**DOCUMENT SECTION:**
****************************************

There’s been a lot of confusion around how Inference Providers are supposed to be used:
I don’t think “You have been granted access to this model” necessarily contradicts “Model not supported by provider featherless-ai”.
The short version is:
| Check | What it means |
|---|---|
| “You have been granted access” on the model page | You have access to the gated model repo / weights / model page resources. |
| The browser widget works | Some provider/path available from the widget could run something for that page. It does not necessarily prove your third-party app is using the same provider, model id, task, token scope, or endpoint. |
Model not supported by provider featherless-ai |
|
The selected provider, here featherless-ai , may not currently expose the exact model id and task that your API call is asking for. |
So I would first check the exact model id + provider + task combination before debugging the token or curl syntax too much.

****************************************

**RAW DATA:**
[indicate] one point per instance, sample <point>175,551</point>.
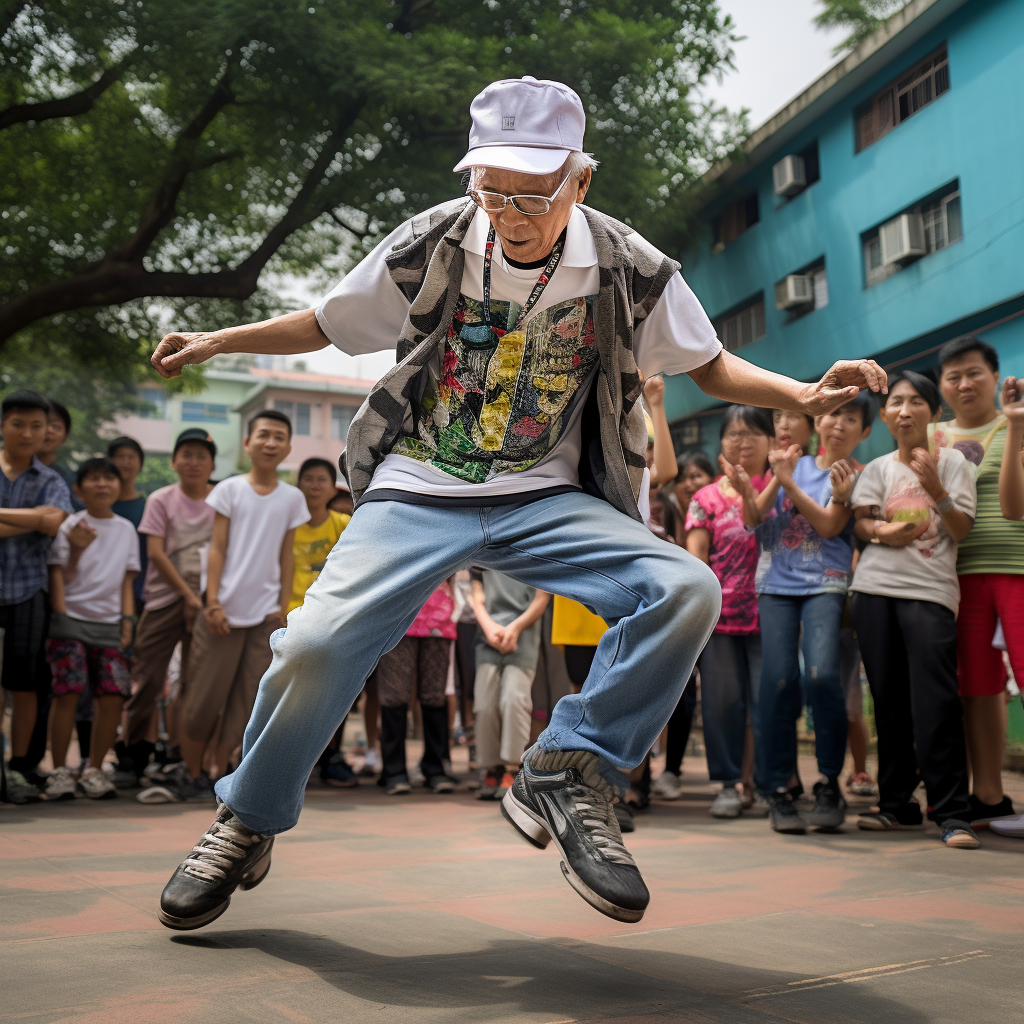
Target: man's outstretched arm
<point>732,379</point>
<point>288,335</point>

****************************************

**GOAL:** Repeat word for word the part of the Inference Providers post that opens with the words containing "The short version" and closes with "syntax too much.".

**RESPONSE FOR THIS EXERCISE:**
The short version is:
| Check | What it means |
|---|---|
| “You have been granted access” on the model page | You have access to the gated model repo / weights / model page resources. |
| The browser widget works | Some provider/path available from the widget could run something for that page. It does not necessarily prove your third-party app is using the same provider, model id, task, token scope, or endpoint. |
Model not supported by provider featherless-ai |
|
The selected provider, here featherless-ai , may not currently expose the exact model id and task that your API call is asking for. |
So I would first check the exact model id + provider + task combination before debugging the token or curl syntax too much.